Textausschnitt
'''

Die Jahrtausende alte Chinesische Schrift entstand ursprünglich aus Zeichen, die in Orakelknochen eingeritzt wurden. Das war zum Ende der Shang-Zeit, also 16.-11. Jh. vor Chr. Das besondere an der Chinesischen Schrift ist jedoch geblieben: Die Worte werden aus Zeichen gebildet, Logogrammen, von denen jedes einzelne ein Bild für sich darstellt, kein Buchstabe, der nur in Zusammenhang mit anderen Lauten eine Bedeutung ergibt. Die Kalligraphie hat aus der chinesichen Schrift eine Kunst gemacht, in der es nicht nur auf die richtige Zeichenabfolge ankommt.
Die erste Schrift, der man einen Namen gab, fasste alle Schrifttypen zusammen, die während der Zhou-Zeit in Form von Bronze- oder Steininschriften existierten. Man nennt sie Siegelschrift, und sie wird auch heute noch für Siegel im amtlichen oder geschäftlichenVerkehr benutzt. Die darauf folgende Kanzleischrift fand sich erstmals auf Bambustäfelchen im aus dem 3. Jahrhundert v. Chr, genau wie die Halbkursivschrift und die Grasschrift. Mit der Einigung des Chinesischen Reiches durch den ersten Kaiser Qin Shi Huang im Jahr 221 v. Chr. wurde auch die chinesische Schrift zum ersten Mal landesweit vereinheitlicht. Die Schrift, welche nach der Han-Zeit (206 v.Chr.- 220 n.Chr.) zur Regelschrift wurde und damit bis zum 20. Jahrhundert die Entwicklung der chinesischen Schrift zum Stillstand brachte, war die Kanzleischrift.

'''

[Datensätze als Auszug aus einer Sammlung]
'''

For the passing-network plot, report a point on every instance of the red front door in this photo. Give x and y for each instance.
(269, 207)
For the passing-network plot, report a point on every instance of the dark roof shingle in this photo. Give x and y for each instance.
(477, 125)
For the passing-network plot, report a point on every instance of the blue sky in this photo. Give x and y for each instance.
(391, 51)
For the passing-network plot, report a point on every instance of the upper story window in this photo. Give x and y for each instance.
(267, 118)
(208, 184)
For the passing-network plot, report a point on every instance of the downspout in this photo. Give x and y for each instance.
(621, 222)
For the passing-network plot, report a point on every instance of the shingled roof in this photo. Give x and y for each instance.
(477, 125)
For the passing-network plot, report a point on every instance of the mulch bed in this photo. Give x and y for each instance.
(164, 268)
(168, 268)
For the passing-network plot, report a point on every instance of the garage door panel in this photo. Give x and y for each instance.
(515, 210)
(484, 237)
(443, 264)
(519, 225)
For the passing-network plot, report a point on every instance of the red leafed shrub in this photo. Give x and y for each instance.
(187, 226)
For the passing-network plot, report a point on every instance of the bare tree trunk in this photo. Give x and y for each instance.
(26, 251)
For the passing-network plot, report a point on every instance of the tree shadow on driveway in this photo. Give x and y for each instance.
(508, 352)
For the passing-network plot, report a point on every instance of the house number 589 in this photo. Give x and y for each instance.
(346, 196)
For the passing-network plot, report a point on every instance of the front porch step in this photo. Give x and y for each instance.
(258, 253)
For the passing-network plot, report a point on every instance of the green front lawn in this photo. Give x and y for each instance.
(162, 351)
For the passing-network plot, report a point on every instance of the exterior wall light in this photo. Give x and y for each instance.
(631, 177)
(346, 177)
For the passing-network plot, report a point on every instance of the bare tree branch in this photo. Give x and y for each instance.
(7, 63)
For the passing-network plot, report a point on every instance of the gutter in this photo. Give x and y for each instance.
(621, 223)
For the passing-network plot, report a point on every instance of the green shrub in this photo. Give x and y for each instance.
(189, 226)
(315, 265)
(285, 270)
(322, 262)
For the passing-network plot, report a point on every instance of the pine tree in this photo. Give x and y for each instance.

'''

Arbeitsauftrag
In welchem Jahr wurde die chinesische Schrift laut dem Textausschnitt erstmals landesweit vereinheitlicht? Die Datensätze spielen dabei keine Rolle.

Lösung
Im Jahr 221 v. Chr., mit der Einigung des Chinesischen Reiches durch den ersten Kaiser Qin Shi Huang.